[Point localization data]
↓
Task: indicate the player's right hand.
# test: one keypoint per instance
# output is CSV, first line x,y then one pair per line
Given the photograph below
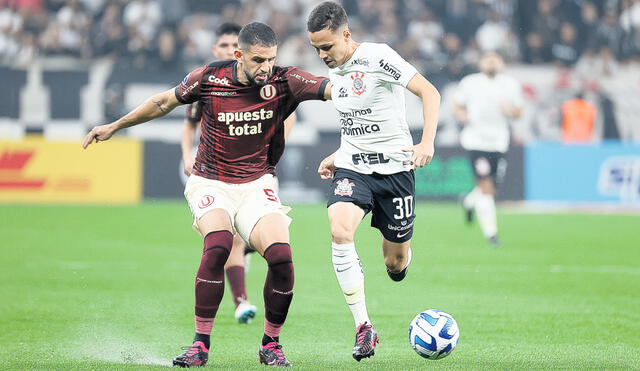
x,y
326,168
188,166
98,133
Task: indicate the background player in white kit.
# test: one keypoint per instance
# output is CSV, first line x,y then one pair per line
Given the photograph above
x,y
484,103
372,171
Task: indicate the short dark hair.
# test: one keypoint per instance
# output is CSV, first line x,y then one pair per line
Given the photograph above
x,y
228,29
257,33
327,15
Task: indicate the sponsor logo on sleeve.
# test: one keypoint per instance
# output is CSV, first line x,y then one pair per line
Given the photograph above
x,y
303,79
390,69
360,62
188,89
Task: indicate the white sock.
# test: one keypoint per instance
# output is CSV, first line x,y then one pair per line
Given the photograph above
x,y
359,312
486,211
247,263
348,269
471,198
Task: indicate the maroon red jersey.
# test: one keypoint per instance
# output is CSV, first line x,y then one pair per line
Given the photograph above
x,y
242,127
194,112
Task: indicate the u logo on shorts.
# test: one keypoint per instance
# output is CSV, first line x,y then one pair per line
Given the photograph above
x,y
205,201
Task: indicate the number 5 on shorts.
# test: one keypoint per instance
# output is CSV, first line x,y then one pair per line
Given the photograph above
x,y
271,195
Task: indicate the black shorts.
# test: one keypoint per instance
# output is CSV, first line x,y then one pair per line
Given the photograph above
x,y
488,165
389,198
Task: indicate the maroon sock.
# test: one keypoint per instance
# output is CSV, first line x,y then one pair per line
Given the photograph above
x,y
278,287
235,275
210,276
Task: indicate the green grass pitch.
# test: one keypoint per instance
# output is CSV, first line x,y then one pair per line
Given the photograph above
x,y
112,288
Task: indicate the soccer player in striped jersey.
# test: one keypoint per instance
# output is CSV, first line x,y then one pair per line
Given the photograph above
x,y
372,171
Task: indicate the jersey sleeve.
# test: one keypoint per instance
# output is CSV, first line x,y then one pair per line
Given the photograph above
x,y
392,68
188,91
306,86
194,112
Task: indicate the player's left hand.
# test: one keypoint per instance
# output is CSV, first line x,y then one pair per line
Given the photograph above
x,y
98,133
422,153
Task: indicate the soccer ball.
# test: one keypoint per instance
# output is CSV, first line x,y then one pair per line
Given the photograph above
x,y
433,334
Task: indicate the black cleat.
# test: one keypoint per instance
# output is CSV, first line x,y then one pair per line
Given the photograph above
x,y
468,212
399,276
494,241
366,341
196,355
272,355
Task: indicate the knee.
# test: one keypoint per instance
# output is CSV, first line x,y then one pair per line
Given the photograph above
x,y
341,234
217,246
278,257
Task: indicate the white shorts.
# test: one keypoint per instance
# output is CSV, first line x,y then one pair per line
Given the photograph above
x,y
245,203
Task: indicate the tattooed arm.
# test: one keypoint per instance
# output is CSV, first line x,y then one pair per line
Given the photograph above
x,y
154,107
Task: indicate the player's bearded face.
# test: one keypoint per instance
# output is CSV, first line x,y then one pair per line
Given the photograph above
x,y
332,46
257,63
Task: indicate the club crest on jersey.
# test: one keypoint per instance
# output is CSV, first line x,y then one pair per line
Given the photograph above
x,y
205,201
267,92
344,188
358,83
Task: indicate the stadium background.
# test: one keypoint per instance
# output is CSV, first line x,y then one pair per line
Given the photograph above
x,y
66,66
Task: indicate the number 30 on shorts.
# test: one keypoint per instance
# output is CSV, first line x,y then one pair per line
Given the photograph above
x,y
271,194
404,207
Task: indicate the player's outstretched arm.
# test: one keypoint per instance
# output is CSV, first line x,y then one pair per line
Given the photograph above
x,y
423,151
327,91
327,167
154,107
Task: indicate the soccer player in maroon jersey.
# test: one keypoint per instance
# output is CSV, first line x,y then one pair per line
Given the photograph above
x,y
232,187
222,50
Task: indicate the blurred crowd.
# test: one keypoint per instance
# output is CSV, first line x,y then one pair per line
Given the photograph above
x,y
442,37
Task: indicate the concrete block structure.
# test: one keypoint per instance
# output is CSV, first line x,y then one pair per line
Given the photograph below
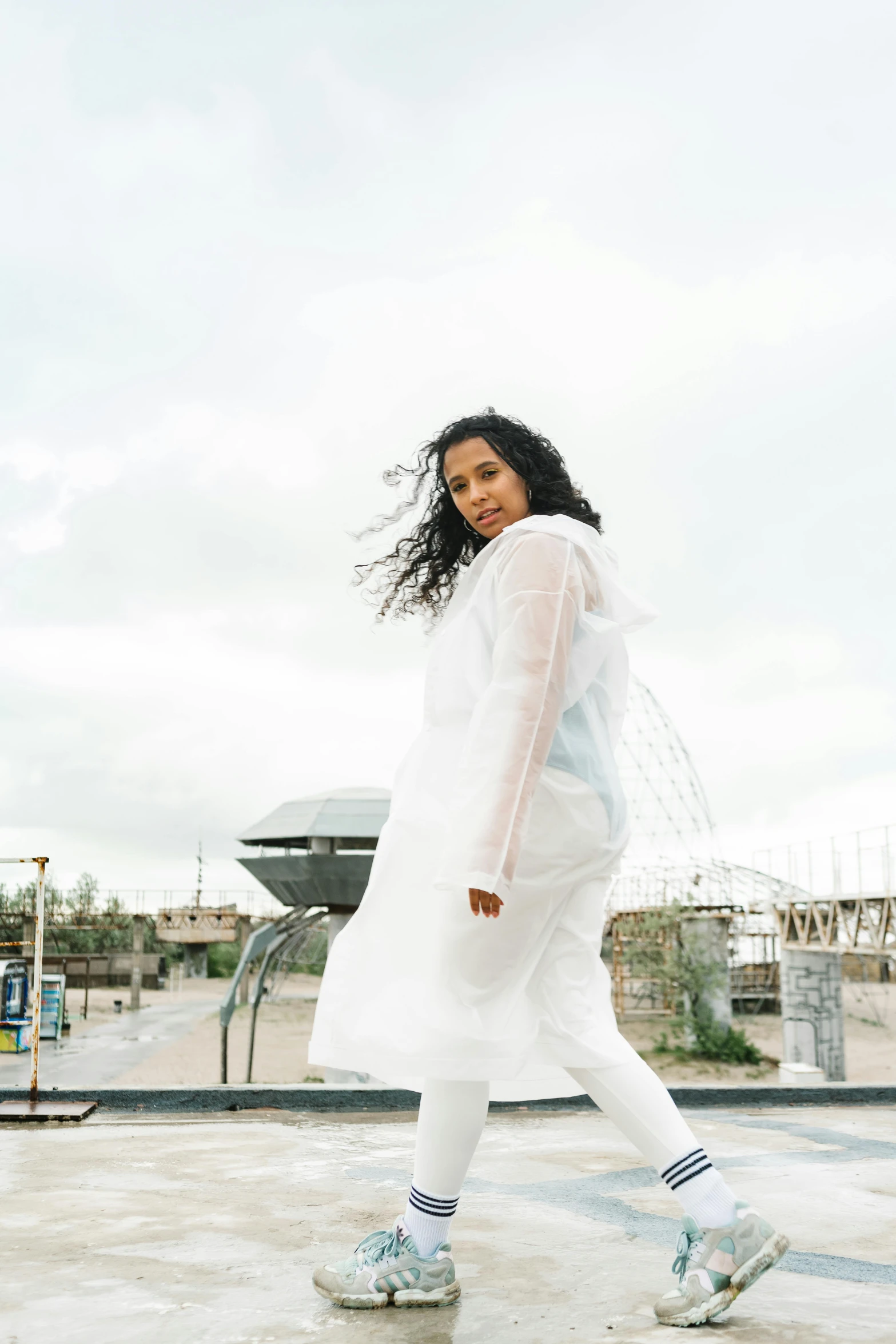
x,y
812,1008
↑
## Your goal:
In the answer, the entries should be restated verbatim, with all pictures omitted.

## Exercise output:
Task: indicate the player's right hand.
# test: one keypoint per instance
# output is CSV, first line x,y then one pair per line
Given the photograph below
x,y
326,168
188,166
98,133
Task: indicate the background player in white kit.
# test: one keypoint per instance
# output is CSV, first line x,y then one pair per line
Given the photograph above
x,y
484,103
372,171
Task: indicate the short dark hair.
# test: one keypoint per instance
# output is CSV, first line x,y then one pair per line
Given the photograph above
x,y
228,29
257,33
327,15
Task: indicate the sponsor logo on sleeve.
# test: one keypoint per instance
# output is CSV, first line x,y then one pair per line
Given the photograph above
x,y
303,79
390,69
360,62
188,89
Task: indicate the white sock.
# test: one keypoint per instance
# output is CSV, first line x,y then one pair per line
Given the photograph above
x,y
359,312
486,211
247,263
348,269
471,198
Task: indicate the maroon red jersey.
# test: one keypoint per instance
# output is CSV, first line x,y then one pair per line
Given the photograph above
x,y
242,127
194,112
Task: indicate the u logo on shorts.
# test: one keypoint per instance
# output is CSV, first line x,y then one pair per line
Given the photograph above
x,y
205,201
Task: indicate the number 5 on shorts.
# test: one keypoint per instance
# output is CSV, first line x,y then one pair per line
Given the photograph above
x,y
271,195
Task: indicate the black shorts.
# test: one keypoint per instance
# output is CSV, first line x,y then one pair per line
Given the photograph above
x,y
488,165
389,198
Task: indicate the maroon sock.
# test: one keypoint per instance
# output is CSV, first line x,y then one pair per line
Given the photograph above
x,y
278,287
235,275
210,276
Task: indicate the green grass pitch.
# test: one keypoint per instance
# output is CSV, first line x,y then one pair per line
Given the photograph above
x,y
112,288
Task: indicate the soccer player in striped jersey.
# test: one keypoint per instance
# output is CSV, first line x,y then one pair per line
Given the photograph above
x,y
372,171
Task: indicate the jersey sleeve.
# test: one keypoint per instance
# output is CSV, first line x,y then one pair per line
Given the photograph above
x,y
392,68
188,91
306,86
194,112
Task: indicate the player's left hand.
# test: one keypoint per instance
# output is CSV, first line x,y then one pair per line
Given the photograph above
x,y
98,133
422,153
Task: indicate the soccer ball.
# test: one keypoint per instance
# output is CSV, first line x,y then one pair per line
Given the photograph above
x,y
433,334
Task: indicate the black cleat.
# test: one keypoint per instance
# output is CSV, first line x,y then one pair per line
Given the photograph above
x,y
468,212
399,276
494,241
366,341
196,355
272,355
Task: indicate the knee.
# test: one keypoint per instance
# output is CSV, first line x,y then one pair per line
Given the photograph above
x,y
341,234
217,246
278,257
Task: indicate the white shorts.
# test: one keypoint per instance
# output is CSV, first line x,y then one pair per line
Given the photograph above
x,y
245,203
Task: indicate the tattooed arm.
# test: one keypoint per instance
# output is CSV, first line x,y then one pair per line
Given the photograph above
x,y
154,107
Task: indicate the player's bearded face.
# test: one keypoint per instance
# output is CSV, first line x,y then one pair per line
Given the photograph above
x,y
332,46
257,63
Task: indicate the club crest on jersey.
# test: one keypoint per instance
# output is CSV, first line x,y then one pair per line
Given the photograph above
x,y
205,201
267,92
344,188
358,83
Task: indicate the stadium background.
# test: one keypoint per instance
# output is CSV, first line x,y then one pair per line
Given the photograph above
x,y
66,66
Task: indicate the number 30 on shorts.
# test: one keypoint per instance
# output is CSV, first line x,y then one pair per line
Given the photograph above
x,y
271,194
404,207
Task: indicate the player's outstretched arm.
# test: one keypoint per instance
# output is CSV, first line x,y then one pair per line
Given the photograph above
x,y
423,151
327,91
327,167
154,107
Task: indicate the soccer player in maroon jersey.
# test: one keypoint per instance
# output is CSV, first line x,y then one pair per line
Given the photograph above
x,y
232,187
222,50
Task: indicate the blurred crowd.
# test: one keypoint per instance
# output is CSV, first line x,y then one pair per line
Given the photograph above
x,y
442,37
Task: indicate the concrete block structure.
# test: one keypoint per instance
# output is CSV, first line x,y then one pair per line
Given the photograph below
x,y
812,1008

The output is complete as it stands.